▶ Exercise materials:
#####
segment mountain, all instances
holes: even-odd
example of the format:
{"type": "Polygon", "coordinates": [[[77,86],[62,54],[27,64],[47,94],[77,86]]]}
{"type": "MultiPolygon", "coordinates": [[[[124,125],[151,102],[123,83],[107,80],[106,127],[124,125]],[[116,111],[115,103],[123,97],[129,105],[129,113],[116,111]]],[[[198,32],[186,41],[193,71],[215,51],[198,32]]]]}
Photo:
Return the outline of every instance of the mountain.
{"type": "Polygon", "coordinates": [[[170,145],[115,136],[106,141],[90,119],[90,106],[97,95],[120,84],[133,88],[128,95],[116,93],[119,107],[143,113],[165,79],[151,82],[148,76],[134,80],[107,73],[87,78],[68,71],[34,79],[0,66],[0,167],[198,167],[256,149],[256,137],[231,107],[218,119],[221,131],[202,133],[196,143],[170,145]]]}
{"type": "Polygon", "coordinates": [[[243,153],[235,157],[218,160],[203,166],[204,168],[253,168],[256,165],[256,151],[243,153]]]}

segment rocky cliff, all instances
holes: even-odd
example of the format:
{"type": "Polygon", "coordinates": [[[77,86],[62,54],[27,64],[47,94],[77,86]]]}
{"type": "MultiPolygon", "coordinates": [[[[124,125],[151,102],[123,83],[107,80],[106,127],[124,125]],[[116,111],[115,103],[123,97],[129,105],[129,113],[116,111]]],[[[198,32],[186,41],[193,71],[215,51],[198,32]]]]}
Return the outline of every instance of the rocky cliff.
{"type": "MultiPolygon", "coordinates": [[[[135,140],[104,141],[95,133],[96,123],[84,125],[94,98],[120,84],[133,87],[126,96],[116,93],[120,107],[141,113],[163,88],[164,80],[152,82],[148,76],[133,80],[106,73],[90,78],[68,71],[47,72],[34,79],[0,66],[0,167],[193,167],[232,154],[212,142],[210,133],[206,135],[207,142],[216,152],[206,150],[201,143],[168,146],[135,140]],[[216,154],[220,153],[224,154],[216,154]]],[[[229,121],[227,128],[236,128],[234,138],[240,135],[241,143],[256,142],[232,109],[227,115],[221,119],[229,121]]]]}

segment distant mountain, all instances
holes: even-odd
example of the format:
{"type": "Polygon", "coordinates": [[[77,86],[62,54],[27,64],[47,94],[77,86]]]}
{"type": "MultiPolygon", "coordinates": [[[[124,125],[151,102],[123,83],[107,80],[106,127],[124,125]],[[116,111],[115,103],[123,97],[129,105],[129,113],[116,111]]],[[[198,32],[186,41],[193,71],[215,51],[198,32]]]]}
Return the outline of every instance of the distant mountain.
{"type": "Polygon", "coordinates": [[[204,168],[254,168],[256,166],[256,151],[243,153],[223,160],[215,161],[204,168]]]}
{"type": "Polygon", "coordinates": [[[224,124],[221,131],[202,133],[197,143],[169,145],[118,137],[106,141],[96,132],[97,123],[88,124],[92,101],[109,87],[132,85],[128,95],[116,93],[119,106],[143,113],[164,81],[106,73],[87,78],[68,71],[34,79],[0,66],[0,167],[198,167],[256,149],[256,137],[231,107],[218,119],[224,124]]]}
#####
▶ Written problem:
Reproduce all of the data above character for character, with nothing altered, added, or left out.

▶ Correct answer:
segment mountain, all instances
holes: even-odd
example of the format:
{"type": "Polygon", "coordinates": [[[77,86],[62,54],[27,64],[47,94],[77,86]]]}
{"type": "MultiPolygon", "coordinates": [[[[124,125],[151,102],[123,83],[107,80],[106,127],[124,125]],[[116,111],[115,103],[123,97],[129,105],[129,113],[116,111]]],[[[198,32],[186,41],[193,71],[215,51],[198,32]]]]}
Photo:
Return the outline of every instance of the mountain.
{"type": "Polygon", "coordinates": [[[170,145],[115,136],[106,141],[90,119],[90,106],[97,95],[120,84],[133,88],[128,95],[116,93],[119,107],[143,113],[165,79],[151,82],[148,76],[134,80],[107,73],[87,78],[68,71],[34,79],[0,66],[0,167],[198,167],[256,149],[256,137],[231,107],[218,119],[221,131],[202,133],[196,143],[170,145]]]}
{"type": "Polygon", "coordinates": [[[243,153],[235,157],[218,160],[203,166],[204,168],[253,168],[256,165],[256,151],[243,153]]]}

segment rocky cliff, all instances
holes: even-odd
example of the format:
{"type": "Polygon", "coordinates": [[[77,86],[62,54],[27,64],[47,94],[77,86]]]}
{"type": "MultiPolygon", "coordinates": [[[[124,125],[151,102],[123,83],[107,80],[106,127],[124,125]],[[116,111],[115,103],[123,97],[129,105],[129,113],[116,111]]],[[[198,32],[186,41],[193,71],[215,51],[198,32]]]]}
Return the outline of every instance of the rocky cliff.
{"type": "MultiPolygon", "coordinates": [[[[135,140],[104,141],[95,133],[96,123],[84,125],[94,98],[120,84],[133,87],[126,96],[116,93],[120,107],[141,113],[163,88],[164,80],[152,82],[148,76],[133,80],[106,73],[90,78],[68,71],[47,72],[34,79],[0,66],[0,167],[193,167],[232,154],[212,142],[210,133],[206,135],[207,142],[216,152],[206,150],[201,143],[168,146],[135,140]],[[216,154],[220,153],[224,154],[216,154]]],[[[229,121],[227,128],[236,128],[234,138],[240,135],[241,143],[256,142],[232,109],[227,115],[221,119],[229,121]]]]}

segment distant mountain, all instances
holes: even-odd
example of the format:
{"type": "Polygon", "coordinates": [[[77,86],[62,54],[27,64],[47,94],[77,86]]]}
{"type": "MultiPolygon", "coordinates": [[[[124,125],[151,102],[123,83],[107,80],[106,127],[124,125]],[[116,111],[115,103],[123,97],[129,105],[129,113],[116,111]]],[[[198,32],[186,41],[193,71],[215,51],[198,32]]]]}
Return the outline of every instance of the distant mountain.
{"type": "Polygon", "coordinates": [[[204,168],[254,168],[256,166],[256,151],[243,153],[223,160],[215,161],[204,168]]]}
{"type": "Polygon", "coordinates": [[[224,124],[221,131],[202,133],[197,143],[169,145],[118,137],[106,141],[96,132],[97,123],[88,124],[92,101],[109,87],[132,85],[128,95],[116,93],[119,106],[143,113],[164,81],[106,73],[87,78],[68,71],[34,79],[0,66],[0,167],[198,167],[256,149],[256,137],[231,107],[218,119],[224,124]]]}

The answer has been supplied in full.